# EXERCISE AIM:
The data below is to be returned in full and exactly.

───── EXTRACTED ENTRIES

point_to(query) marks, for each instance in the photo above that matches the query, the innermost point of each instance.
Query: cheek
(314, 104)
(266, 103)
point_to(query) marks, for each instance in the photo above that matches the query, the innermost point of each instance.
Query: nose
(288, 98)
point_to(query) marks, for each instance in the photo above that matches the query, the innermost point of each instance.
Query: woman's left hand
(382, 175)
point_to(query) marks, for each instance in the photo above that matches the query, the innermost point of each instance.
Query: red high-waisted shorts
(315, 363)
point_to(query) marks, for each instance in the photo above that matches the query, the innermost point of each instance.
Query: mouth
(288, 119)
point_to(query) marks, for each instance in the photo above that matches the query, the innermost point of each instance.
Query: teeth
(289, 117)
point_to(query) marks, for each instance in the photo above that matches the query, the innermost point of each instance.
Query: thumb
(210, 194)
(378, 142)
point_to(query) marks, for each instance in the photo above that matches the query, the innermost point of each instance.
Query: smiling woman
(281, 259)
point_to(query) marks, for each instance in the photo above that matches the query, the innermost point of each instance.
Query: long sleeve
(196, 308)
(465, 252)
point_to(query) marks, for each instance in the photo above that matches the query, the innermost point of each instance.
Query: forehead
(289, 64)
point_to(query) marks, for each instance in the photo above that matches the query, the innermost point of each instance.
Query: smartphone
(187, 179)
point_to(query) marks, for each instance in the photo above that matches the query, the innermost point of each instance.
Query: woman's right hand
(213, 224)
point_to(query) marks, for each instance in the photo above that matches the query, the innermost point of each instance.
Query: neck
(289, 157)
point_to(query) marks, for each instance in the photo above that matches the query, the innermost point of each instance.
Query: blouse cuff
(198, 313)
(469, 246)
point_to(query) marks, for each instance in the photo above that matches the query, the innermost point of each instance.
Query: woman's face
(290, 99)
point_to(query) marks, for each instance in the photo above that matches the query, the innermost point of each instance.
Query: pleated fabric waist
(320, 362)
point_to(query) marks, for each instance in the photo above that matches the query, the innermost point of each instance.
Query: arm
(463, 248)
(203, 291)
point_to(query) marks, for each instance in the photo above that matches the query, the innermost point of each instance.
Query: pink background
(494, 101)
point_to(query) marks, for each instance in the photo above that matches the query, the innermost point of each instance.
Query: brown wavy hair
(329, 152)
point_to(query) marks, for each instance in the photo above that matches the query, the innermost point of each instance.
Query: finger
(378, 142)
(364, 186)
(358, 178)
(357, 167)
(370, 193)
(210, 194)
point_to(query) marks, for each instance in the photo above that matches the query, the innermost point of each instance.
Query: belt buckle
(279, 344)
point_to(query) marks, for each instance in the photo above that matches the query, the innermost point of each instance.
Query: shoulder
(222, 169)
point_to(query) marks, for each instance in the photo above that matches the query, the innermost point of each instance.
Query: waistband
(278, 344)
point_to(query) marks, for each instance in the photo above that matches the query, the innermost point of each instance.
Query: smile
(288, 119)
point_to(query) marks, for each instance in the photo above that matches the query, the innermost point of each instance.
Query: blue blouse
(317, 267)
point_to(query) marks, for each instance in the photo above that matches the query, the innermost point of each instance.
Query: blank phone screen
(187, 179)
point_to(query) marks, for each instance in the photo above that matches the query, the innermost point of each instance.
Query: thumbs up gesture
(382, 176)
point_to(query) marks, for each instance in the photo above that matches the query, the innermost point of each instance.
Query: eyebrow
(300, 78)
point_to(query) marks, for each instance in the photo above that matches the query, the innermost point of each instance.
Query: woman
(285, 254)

──────────

# RIGHT ANSWER:
point_to(query) marks, for each instance in the photo above that matches the query, the innermost point of each instance.
Query: cheek
(314, 104)
(266, 103)
point_to(query) marks, for each instance in the photo above that matches the query, the innermost point of each instance.
Query: nose
(288, 98)
point_to(query) marks, for each instance in the photo above that matches the query, the innermost point of each instance.
Query: woman's left hand
(382, 175)
point_to(query) marks, for each instance in the photo above that matches the query, the innermost point of each instance.
Query: red high-waisted shorts
(315, 363)
point_to(query) marks, for each instance in the photo above that matches the query, the innermost point of each instance.
Query: mouth
(288, 119)
point_to(query) marks, for each instance in the photo above that matches the query, the innermost point of each instance.
Query: teeth
(289, 117)
point_to(query) marks, for each instance in the photo above that matches the query, the innermost point of each instance.
Query: thumb
(210, 194)
(378, 142)
point_to(query) marks, for each instance in the photo above that matches the query, the innermost point of each instance.
Query: smiling woman
(281, 259)
point_to(query) marks, for each instance in the photo above that matches the query, the innermost point of each instance.
Query: long sleeve
(196, 308)
(465, 252)
point_to(query) marks, for each instance in the photo above that matches the query, the innermost point of each instance.
Query: forehead
(289, 64)
point_to(query) marks, for each instance in the photo above that matches the query, the innermost point of each instance.
Query: smartphone
(187, 179)
point_to(query) marks, for each instance in the photo above that matches the query, the innermost point of each instance.
Query: woman's right hand
(213, 224)
point_to(query) marks, for each instance in the photo above that matches the query, the innermost point of each instance.
Query: neck
(289, 157)
point_to(query) marks, for each instance in the photo above that matches the query, the innermost point of each instance.
Query: blouse cuff
(198, 313)
(469, 246)
point_to(query) marks, for each instance in the photo above that matches the query, the innermost point of each instance.
Query: woman's face
(290, 99)
point_to(query) marks, for each instance in the photo above that matches the query, the innermost point of each instance.
Query: pleated fabric waist
(320, 362)
point_to(query) marks, for each instance in the photo above that matches the query, the innermost point of each instance.
Query: arm
(463, 248)
(203, 291)
point_to(query) marks, for each instance in the photo above that matches the query, the innermost point of each instance.
Query: pink background
(494, 101)
point_to(query) marks, for each instance in the photo above that matches the query, the innermost point of each instance.
Query: brown wavy hair
(329, 152)
point_to(query) marks, for each instance in the photo above that matches the query, the innermost point of each instance.
Query: finger
(378, 142)
(364, 186)
(358, 178)
(357, 167)
(370, 193)
(210, 194)
point_to(query) marks, for each instance in the photo above that matches the query, the innermost point of each instance.
Query: belt buckle
(279, 344)
point_to(query) marks, for each instance in the photo above that matches the query, the innermost point of each instance.
Query: shoulder
(222, 169)
point_to(query) marks, for each instance in the photo above that matches the query, the innermost point of each instance.
Query: waistband
(278, 344)
point_to(query) marks, for each instance in the photo above that matches the query, the innermost point of each instance.
Query: smile
(288, 119)
point_to(query) marks, for each instance in the photo above that matches the query, the innermost point of each instance.
Query: blue blouse
(317, 267)
point_to(query) marks, for each instance in the photo above that matches the query, the innermost point of each instance.
Query: blank phone screen
(187, 179)
point_to(query) marks, for each instance in the photo above that matches the query, the innermost point of each instance.
Query: thumbs up gesture
(382, 176)
point_to(query) marks, for each instance in the photo above that matches the query, the innermost point of each instance.
Query: eyebrow
(300, 78)
point_to(query) marks, for each instance in the photo above that matches the query, the innermost point of each instance.
Query: woman
(285, 254)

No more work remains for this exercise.